# [Text provided]
Standard — find the missing value (6 questions)

Show identity, substitution, and quadrant analysis.

4.5 If $\sin \theta = \frac{3}{5}$ and $\theta$ is acute, find $\cos \theta$ exactly.    2 marks

4.6 If $\tan \theta = 2$ and $\theta$ is acute, find $\sec \theta$ exactly.    2 marks

4.7 If $\cos \theta = -\frac{2}{3}$ and $\pi < \theta < \frac{3\pi}{2}$, find $\sin \theta$ exactly.    2 marks

4.8 If $\sec \theta = -\frac{5}{3}$ and $\frac{\pi}{2} < \theta < \pi$, find $\tan \theta$ exactly.    2 marks

4.9 Simplify $\frac{\sec^2 \theta - 1}{\tan \theta}$ to a single trigonometric function.    2 marks

4.10 Simplify $\cos^2 \theta(1 + \tan^2 \theta)$.    2 marks

Extension — prove an identity (2 questions)

4.11 Prove $\frac{1 - \cos^2 \theta}{\sin \theta} = \sin \theta$, stating any restrictions.    3 marks

4.12 Prove $\sec^2 \theta + \csc^2 \theta = \sec^2 \theta \cdot \csc^2 \theta$. Hint: rewrite the LHS over a common denominator.    3 marks

Stuck on 4.12? LHS = $\frac{1}{\cos^2 \theta} + \frac{1}{\sin^2 \theta} = \frac{\sin^2 + \cos^2}{\sin^2 \cos^2}$. Then use Identity 1.

5. Self-check the easy 3

Tick the first three once you've verified your method works.

How did this worksheet feel?

What I'll revisit before next class:

Answers — Do not peek before attempting

Q1.1 — The three identities

$\sin^2 \theta + \cos^2 \theta = 1$   ·   $1 + \tan^2 \theta = \sec^2 \theta$   ·   $1 + \cot^2 \theta = \csc^2 \theta$.

# [Stated task]
Update the trigonometry worksheet between "4.12 Prove $\sec^2" and "this worksheet feel?", inclusive, by replacing "worksheet" with "exercise sheet", and write out that passage.

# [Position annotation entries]
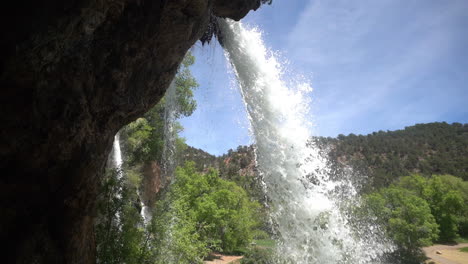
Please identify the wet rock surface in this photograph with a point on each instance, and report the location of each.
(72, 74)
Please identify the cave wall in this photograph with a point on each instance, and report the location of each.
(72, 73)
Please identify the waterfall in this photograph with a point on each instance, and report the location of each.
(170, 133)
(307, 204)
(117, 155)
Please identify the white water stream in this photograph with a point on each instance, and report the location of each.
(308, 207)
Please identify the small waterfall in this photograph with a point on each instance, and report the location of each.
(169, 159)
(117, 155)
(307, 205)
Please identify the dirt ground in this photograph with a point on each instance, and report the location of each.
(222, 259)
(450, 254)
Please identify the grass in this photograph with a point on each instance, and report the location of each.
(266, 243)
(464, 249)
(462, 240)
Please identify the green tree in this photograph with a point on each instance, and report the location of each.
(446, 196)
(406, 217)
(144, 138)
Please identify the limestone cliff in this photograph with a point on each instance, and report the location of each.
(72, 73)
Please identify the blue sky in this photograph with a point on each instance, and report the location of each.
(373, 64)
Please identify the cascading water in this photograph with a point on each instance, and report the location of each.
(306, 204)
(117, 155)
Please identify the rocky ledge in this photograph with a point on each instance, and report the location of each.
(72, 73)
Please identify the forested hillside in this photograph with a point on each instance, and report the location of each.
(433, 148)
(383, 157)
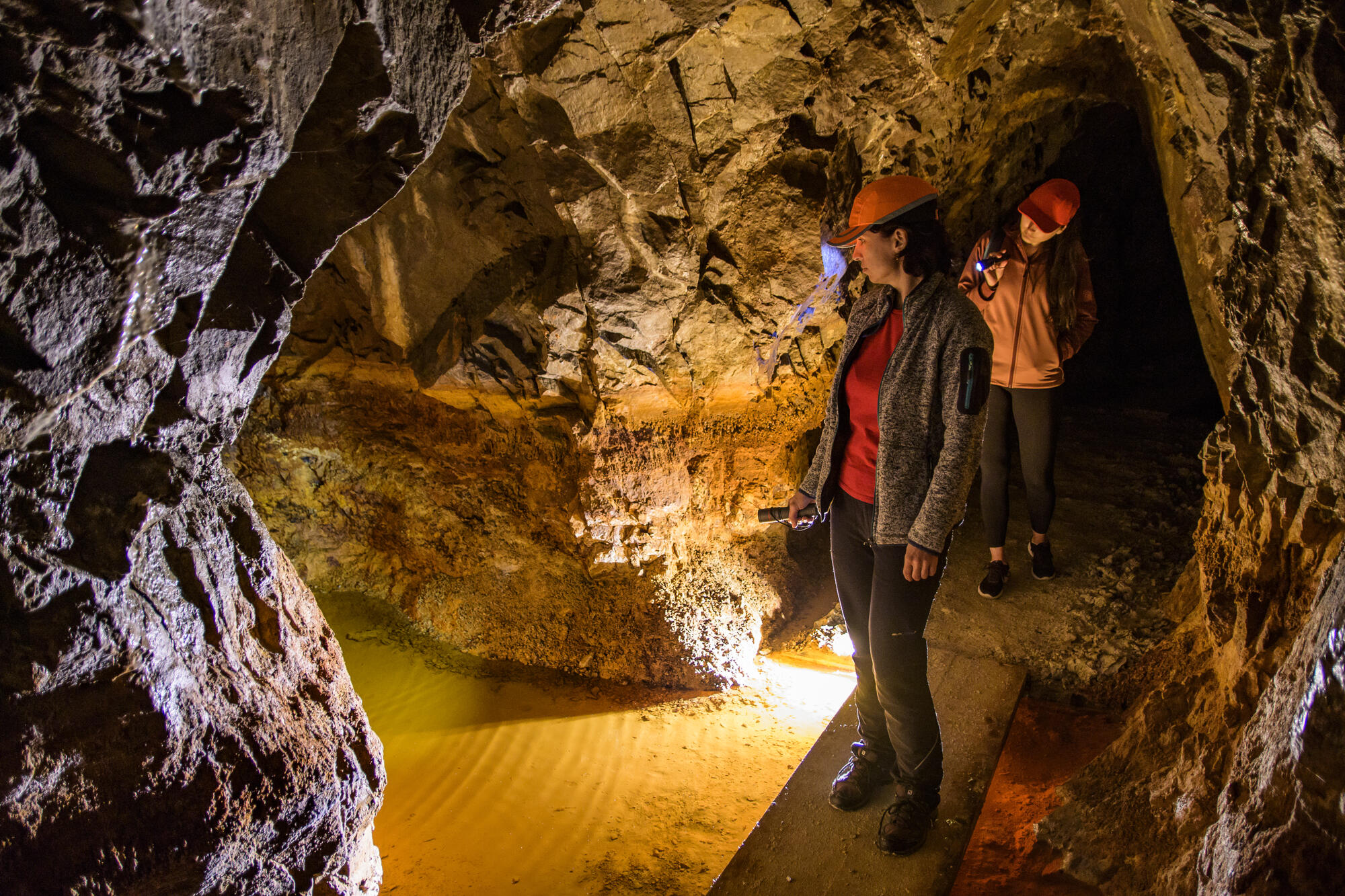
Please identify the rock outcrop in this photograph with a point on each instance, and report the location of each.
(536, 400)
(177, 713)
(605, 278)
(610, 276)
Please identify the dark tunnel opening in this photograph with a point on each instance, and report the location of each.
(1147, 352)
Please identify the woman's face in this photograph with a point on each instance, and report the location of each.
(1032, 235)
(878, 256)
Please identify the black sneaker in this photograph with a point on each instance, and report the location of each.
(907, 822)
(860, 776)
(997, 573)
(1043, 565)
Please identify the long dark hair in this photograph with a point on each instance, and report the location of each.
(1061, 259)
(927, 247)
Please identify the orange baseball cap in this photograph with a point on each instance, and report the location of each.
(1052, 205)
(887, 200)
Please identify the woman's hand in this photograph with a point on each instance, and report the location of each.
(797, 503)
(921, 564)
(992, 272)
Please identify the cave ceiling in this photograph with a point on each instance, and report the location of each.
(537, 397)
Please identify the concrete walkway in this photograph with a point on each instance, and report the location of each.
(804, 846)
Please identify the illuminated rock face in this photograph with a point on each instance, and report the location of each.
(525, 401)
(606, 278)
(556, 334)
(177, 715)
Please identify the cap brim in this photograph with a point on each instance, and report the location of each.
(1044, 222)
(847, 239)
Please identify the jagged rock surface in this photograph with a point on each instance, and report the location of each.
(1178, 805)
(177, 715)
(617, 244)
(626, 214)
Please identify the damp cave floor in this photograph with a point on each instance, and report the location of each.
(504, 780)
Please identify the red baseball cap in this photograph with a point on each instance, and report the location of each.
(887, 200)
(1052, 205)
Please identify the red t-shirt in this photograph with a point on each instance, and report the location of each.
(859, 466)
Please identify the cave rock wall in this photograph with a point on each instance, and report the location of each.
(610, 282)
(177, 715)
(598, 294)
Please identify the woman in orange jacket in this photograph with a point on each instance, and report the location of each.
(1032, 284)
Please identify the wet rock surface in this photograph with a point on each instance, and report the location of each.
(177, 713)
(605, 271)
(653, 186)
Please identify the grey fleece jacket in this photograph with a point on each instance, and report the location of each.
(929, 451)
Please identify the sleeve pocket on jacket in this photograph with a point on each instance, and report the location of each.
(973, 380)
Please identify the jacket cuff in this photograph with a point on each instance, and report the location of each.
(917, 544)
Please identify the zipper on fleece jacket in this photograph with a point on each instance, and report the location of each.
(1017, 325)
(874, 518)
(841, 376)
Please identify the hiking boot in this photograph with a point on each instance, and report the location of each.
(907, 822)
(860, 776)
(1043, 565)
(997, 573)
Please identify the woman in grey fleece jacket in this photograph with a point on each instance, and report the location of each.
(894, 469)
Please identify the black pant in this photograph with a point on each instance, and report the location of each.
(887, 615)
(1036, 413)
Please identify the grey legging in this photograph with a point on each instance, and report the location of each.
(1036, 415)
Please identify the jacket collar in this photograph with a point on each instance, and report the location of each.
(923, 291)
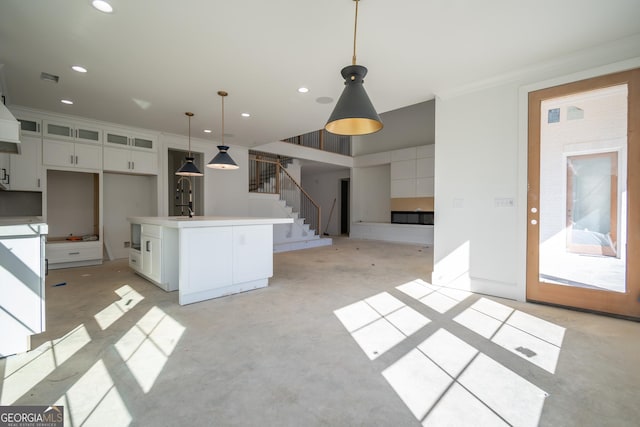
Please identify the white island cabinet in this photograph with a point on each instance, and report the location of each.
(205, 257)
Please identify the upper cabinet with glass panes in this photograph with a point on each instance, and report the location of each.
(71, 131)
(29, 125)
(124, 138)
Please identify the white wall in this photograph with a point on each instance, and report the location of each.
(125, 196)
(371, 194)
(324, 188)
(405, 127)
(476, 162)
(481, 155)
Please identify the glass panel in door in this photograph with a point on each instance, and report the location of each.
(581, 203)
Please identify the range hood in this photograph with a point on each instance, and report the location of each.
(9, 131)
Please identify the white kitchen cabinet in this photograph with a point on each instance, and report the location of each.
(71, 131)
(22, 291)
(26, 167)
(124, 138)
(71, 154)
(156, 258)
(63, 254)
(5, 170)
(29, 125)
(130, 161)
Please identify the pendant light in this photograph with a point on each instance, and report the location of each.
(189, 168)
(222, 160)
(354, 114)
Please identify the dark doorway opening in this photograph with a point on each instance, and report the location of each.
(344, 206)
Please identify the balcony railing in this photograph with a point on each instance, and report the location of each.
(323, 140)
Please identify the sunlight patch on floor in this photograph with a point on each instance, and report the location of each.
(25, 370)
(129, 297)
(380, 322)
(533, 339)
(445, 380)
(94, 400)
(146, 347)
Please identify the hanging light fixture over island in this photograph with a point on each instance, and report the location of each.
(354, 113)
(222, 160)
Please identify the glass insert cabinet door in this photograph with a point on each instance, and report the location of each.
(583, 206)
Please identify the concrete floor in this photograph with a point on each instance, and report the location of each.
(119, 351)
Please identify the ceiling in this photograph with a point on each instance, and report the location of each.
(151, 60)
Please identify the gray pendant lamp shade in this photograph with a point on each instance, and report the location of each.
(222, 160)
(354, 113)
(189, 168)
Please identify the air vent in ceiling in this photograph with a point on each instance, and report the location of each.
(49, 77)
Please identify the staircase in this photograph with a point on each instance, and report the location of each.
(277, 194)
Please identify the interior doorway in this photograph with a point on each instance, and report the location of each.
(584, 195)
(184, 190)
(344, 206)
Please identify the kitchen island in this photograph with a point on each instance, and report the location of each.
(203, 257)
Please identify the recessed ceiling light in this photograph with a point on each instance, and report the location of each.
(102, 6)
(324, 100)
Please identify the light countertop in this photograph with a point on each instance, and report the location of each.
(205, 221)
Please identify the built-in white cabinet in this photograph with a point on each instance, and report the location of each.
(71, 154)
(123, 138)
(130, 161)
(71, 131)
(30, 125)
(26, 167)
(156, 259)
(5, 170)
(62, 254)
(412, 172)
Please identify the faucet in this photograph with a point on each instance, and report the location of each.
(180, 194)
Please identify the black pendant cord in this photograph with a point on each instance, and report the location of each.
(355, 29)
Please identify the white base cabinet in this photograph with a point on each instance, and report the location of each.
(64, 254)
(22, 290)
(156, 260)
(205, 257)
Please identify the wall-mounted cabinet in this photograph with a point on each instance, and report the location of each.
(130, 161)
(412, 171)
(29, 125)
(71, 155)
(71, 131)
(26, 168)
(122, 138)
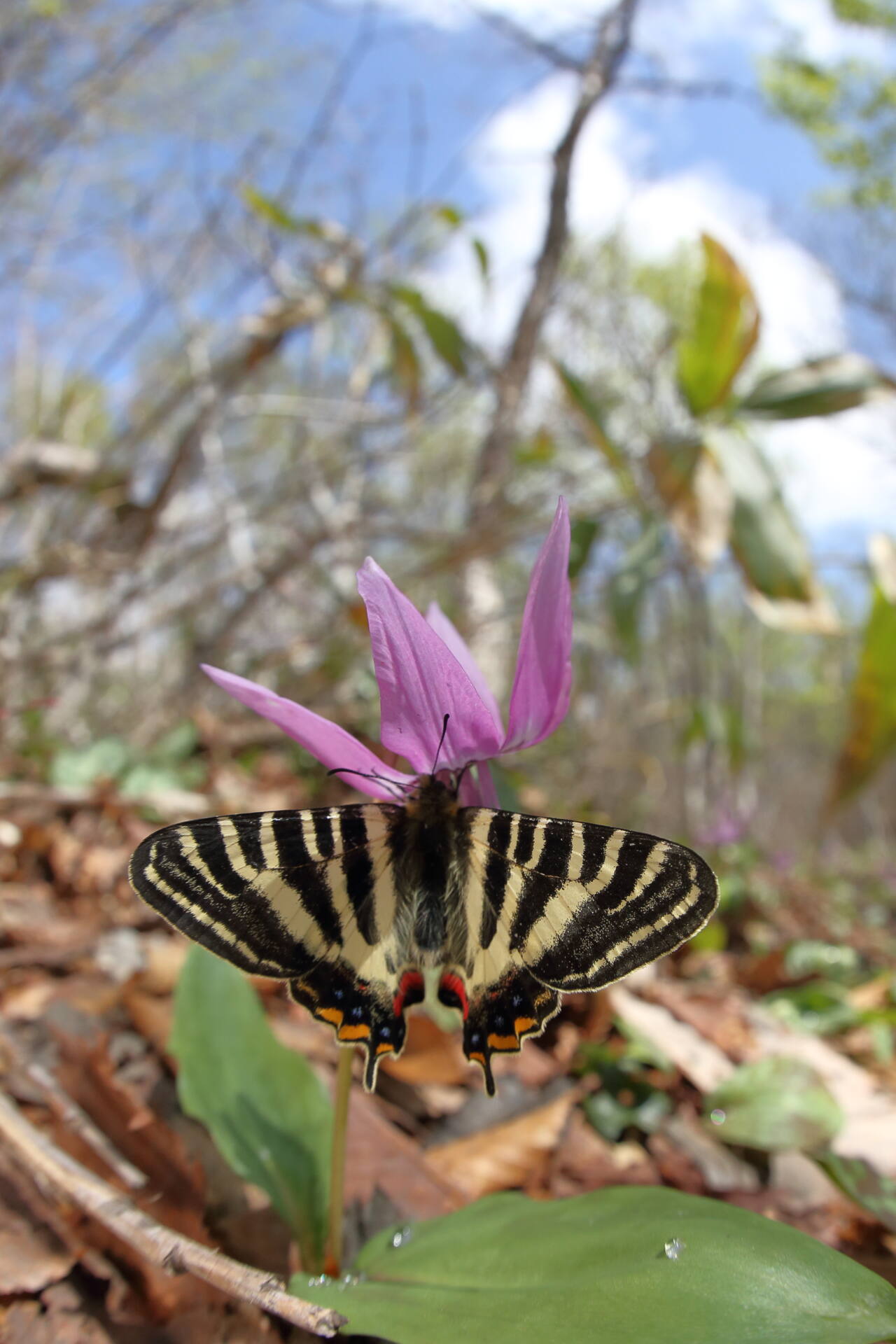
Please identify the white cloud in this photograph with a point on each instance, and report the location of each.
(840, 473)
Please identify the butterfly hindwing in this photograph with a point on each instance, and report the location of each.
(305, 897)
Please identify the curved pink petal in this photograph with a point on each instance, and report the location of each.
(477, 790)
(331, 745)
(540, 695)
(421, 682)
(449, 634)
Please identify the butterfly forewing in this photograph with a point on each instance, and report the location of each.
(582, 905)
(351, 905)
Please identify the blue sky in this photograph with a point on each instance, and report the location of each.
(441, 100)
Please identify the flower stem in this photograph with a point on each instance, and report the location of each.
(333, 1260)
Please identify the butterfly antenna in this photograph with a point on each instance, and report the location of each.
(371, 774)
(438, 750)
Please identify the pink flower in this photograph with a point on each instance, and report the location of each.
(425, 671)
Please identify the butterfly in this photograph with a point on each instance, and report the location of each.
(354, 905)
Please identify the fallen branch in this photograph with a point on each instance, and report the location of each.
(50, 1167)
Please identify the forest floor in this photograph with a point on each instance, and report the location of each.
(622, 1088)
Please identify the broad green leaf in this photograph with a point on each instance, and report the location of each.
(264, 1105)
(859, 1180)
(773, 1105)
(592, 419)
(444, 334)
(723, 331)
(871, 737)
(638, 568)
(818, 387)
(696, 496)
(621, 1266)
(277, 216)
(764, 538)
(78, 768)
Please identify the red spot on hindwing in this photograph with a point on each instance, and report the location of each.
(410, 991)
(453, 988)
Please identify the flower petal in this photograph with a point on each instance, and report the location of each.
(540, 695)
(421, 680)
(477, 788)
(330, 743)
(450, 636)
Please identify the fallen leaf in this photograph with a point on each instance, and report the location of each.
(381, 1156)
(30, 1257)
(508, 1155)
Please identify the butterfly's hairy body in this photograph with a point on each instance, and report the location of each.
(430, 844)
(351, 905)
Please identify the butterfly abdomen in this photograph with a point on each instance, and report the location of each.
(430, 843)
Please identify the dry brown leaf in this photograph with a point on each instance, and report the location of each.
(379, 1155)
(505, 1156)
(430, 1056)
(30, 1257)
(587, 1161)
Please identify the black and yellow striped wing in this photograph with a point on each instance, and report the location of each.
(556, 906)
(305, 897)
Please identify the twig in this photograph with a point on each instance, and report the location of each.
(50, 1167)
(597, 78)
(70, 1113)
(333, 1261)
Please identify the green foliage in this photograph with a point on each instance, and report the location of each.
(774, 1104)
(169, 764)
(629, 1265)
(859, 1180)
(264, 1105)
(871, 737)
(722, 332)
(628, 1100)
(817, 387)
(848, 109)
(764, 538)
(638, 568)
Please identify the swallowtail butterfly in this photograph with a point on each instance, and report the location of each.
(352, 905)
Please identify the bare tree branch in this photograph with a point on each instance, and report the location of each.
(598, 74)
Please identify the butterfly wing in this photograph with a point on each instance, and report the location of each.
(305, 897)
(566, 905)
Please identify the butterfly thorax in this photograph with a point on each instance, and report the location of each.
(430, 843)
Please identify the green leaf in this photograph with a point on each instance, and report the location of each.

# [Answer to this exercise]
4.12 Prove $\sec^2 \theta + \csc^2 \theta = \sec^2 \theta \cdot \csc^2 \theta$. Hint: rewrite the LHS over a common denominator.    3 marks

Stuck on 4.12? LHS = $\frac{1}{\cos^2 \theta} + \frac{1}{\sin^2 \theta} = \frac{\sin^2 + \cos^2}{\sin^2 \cos^2}$. Then use Identity 1.

5. Self-check the easy 3

Tick the first three once you've verified your method works.

How did this exercise sheet feel?